To do:
Starting at the line that contains "the black racing", copy each line through the end of the listing below. Include both ends and output nothing more.

-- start of Data to use --

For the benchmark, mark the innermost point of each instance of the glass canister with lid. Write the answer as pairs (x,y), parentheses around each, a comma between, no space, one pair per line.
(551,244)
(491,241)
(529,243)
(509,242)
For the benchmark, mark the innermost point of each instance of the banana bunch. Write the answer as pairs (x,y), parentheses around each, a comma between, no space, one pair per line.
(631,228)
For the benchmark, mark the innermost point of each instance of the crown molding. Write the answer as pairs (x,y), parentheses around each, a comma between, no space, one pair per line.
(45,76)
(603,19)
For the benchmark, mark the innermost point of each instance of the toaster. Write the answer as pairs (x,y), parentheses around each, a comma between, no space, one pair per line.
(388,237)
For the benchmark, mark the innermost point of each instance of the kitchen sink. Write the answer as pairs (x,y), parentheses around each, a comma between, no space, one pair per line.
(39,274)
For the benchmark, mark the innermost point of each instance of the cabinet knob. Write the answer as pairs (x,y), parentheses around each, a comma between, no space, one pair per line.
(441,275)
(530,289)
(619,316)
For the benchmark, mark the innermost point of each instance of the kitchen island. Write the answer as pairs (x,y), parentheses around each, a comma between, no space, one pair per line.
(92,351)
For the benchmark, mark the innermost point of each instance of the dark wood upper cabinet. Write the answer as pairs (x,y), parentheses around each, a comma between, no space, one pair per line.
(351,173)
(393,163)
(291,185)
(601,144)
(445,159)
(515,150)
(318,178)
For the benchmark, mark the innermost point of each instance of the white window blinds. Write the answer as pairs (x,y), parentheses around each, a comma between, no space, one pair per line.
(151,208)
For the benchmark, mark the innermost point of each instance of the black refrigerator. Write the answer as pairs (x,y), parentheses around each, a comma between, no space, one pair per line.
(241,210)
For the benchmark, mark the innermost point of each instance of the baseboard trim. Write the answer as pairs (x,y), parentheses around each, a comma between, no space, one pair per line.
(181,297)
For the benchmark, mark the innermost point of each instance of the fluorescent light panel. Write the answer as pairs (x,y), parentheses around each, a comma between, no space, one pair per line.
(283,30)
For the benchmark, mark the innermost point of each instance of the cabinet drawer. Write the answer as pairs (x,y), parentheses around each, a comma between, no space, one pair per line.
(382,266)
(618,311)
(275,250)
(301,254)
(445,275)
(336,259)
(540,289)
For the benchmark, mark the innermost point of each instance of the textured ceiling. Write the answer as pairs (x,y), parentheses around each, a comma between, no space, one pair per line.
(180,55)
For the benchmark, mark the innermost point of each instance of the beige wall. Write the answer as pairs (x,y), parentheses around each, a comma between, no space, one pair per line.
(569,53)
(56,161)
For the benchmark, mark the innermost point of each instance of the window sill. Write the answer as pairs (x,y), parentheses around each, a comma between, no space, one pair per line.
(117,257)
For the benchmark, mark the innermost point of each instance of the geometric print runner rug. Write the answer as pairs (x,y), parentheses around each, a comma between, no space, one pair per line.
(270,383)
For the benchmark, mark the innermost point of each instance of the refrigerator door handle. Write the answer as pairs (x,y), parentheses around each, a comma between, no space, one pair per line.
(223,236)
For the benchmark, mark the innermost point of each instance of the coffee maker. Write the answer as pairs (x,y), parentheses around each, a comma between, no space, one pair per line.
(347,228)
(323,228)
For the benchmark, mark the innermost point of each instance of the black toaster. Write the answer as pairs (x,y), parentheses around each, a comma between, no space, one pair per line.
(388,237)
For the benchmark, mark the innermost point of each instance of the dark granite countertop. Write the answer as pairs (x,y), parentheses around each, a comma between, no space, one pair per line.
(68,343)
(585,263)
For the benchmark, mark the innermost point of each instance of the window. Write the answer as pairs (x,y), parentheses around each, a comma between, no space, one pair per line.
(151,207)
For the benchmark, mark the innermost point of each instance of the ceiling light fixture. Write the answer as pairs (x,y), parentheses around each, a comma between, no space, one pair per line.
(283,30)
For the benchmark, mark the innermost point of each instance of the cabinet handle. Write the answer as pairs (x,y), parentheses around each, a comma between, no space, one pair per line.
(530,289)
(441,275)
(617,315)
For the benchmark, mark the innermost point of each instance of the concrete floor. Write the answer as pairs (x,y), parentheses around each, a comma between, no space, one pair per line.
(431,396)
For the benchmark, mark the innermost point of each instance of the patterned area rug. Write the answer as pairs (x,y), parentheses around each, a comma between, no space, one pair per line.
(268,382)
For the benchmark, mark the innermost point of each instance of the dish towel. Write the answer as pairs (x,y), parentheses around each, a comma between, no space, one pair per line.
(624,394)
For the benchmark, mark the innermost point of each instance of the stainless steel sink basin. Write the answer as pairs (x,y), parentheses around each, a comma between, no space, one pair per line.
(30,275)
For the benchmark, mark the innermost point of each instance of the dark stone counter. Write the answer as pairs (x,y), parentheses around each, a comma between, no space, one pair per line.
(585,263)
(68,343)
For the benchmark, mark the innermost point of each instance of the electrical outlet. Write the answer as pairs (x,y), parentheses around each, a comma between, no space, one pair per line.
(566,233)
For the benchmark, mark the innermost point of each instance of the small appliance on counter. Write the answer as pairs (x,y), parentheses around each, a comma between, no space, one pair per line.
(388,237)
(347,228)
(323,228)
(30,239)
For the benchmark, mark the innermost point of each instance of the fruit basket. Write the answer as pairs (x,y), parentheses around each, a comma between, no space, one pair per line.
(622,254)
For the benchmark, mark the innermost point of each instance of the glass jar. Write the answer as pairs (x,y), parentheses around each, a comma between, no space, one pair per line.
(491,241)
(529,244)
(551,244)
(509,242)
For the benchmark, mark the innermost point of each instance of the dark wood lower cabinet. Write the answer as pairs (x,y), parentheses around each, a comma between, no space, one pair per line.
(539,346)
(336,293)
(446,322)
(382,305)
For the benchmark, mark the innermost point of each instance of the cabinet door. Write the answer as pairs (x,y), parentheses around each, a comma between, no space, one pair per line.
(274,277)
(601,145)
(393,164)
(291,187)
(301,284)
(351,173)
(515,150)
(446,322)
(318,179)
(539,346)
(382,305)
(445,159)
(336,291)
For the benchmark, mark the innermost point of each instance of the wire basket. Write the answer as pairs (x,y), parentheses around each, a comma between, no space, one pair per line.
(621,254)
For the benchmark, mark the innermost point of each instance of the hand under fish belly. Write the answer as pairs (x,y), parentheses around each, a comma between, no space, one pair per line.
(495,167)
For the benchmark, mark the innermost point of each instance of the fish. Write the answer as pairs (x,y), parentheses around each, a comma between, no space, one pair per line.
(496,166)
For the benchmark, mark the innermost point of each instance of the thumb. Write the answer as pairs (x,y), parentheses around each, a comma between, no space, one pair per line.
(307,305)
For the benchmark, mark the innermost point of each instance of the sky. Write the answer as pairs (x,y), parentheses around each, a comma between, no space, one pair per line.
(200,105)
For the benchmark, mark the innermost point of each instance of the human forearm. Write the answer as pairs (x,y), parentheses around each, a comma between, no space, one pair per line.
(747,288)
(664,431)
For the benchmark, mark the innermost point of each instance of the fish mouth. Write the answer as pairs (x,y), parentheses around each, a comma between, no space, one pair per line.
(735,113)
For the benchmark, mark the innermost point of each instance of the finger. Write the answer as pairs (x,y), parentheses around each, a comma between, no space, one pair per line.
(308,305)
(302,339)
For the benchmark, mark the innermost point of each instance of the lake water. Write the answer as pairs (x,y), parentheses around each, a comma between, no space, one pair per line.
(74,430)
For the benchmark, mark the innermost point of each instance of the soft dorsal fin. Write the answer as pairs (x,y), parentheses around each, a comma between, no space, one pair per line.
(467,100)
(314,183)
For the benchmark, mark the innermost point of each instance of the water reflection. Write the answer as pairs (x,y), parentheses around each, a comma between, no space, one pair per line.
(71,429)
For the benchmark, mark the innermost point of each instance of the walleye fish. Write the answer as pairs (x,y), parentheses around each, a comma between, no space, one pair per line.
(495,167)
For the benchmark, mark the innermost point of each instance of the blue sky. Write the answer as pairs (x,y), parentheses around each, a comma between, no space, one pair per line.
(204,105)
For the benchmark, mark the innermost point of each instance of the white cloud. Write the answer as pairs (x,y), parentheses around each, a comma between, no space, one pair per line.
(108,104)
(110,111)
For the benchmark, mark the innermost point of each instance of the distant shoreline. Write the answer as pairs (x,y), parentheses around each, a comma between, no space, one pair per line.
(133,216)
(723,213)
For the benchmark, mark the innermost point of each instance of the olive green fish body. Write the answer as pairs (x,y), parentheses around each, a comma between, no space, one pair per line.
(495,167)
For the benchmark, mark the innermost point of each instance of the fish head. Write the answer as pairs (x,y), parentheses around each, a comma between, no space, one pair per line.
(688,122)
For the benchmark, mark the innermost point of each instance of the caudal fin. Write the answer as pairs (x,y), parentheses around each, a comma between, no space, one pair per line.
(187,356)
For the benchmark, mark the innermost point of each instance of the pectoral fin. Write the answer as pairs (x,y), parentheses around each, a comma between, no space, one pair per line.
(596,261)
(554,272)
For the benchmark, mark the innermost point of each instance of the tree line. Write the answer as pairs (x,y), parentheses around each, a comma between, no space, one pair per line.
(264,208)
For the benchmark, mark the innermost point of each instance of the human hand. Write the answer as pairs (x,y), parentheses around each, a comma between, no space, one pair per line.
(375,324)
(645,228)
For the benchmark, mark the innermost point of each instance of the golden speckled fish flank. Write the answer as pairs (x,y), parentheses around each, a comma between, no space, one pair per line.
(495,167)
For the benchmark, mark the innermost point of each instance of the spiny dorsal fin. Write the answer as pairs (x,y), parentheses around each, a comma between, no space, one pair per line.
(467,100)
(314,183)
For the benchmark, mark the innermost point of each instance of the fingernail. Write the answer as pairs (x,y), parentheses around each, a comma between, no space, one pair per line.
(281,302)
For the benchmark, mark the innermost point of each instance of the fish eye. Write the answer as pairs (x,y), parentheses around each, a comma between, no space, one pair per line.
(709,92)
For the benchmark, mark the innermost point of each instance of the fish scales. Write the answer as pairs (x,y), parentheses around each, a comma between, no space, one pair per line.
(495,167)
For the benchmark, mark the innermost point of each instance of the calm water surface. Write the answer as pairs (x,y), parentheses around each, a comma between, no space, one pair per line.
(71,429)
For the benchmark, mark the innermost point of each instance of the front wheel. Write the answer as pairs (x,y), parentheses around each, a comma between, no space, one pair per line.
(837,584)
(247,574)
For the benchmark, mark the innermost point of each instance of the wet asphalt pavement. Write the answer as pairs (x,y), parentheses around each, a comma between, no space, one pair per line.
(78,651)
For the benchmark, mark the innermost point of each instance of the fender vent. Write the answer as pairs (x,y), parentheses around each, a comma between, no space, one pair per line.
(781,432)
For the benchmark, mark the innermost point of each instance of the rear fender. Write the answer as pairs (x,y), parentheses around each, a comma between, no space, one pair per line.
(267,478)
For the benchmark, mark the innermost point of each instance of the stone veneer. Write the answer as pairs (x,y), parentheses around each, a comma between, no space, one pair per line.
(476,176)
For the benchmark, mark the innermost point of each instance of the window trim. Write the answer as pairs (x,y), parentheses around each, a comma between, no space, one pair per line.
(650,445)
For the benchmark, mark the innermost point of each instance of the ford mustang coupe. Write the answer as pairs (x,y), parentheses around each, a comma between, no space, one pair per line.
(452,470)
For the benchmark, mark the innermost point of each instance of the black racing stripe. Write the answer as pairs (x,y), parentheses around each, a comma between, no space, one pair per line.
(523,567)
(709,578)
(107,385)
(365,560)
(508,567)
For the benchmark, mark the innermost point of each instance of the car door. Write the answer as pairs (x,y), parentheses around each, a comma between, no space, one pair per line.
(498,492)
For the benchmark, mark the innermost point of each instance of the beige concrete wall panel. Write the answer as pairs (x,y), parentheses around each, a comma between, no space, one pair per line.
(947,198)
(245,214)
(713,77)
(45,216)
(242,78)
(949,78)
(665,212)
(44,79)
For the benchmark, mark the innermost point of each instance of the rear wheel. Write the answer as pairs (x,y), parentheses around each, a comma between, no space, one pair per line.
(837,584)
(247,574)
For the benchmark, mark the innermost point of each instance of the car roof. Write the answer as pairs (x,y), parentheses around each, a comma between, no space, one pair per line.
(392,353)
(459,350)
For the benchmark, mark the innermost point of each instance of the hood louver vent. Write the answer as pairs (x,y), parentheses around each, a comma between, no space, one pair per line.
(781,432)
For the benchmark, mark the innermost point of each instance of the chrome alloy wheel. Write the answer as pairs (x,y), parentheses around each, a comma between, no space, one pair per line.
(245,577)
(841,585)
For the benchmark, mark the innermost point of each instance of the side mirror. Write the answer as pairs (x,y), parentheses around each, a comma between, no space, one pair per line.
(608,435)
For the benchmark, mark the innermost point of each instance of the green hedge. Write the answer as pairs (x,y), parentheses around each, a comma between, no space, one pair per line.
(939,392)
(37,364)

-- end of Data to use --

The completed task:
For the benchmark, mark the innermost point of each instance of the black racing stripe. Write the answer as pairs (x,y), parentheses around each, a comma between, no space, one pair per line.
(523,567)
(709,578)
(107,385)
(365,560)
(508,567)
For the benchmark, mark the innermost point of each instance of the car door. Write the answer as pairs (x,y), parentheses around each, a comma between, no space, one pair per line.
(498,492)
For the benchmark, mark the innermost point of each instance of the beige concrete wall panel. Write the answer as pairs (x,y), parentheses around each, a comma between, no space, one pair per line.
(947,198)
(245,214)
(713,77)
(45,216)
(242,78)
(949,78)
(665,212)
(44,79)
For the benchmark, mark the innermost point of each instance of the rear wheel. Write the answer as pairs (x,y), parentheses around each, a comma between, no space, one pair per line.
(837,584)
(247,574)
For the benchmark, mark the innermost point of each instance of the car roof. Write the answer as pairs (x,y), parentheses around each, a comma between, no space, one pair per line.
(392,353)
(459,350)
For the benchmark, mark the innermost point of each instance of the hood louver vent. Write the answer as pairs (x,y), parentheses around each, a comma between, no space, one pair per line.
(781,432)
For the benchmark, mark the innermost point of each instance of the chrome alloy wheel. Write the answer as pairs (x,y), parentheses around each, a comma between, no space, one pair per line.
(245,577)
(841,585)
For the benchmark, mark the innermost point of each instance of the side mirror. Write the answer as pairs (x,y), parentheses around each, a comma between, no space, one pair per line.
(608,435)
For the benchmark, mark the innermost point of each instance of the green hedge. Write the answer as pairs (x,y), parentheses around each, a comma between, no space, one pair per line.
(939,392)
(37,364)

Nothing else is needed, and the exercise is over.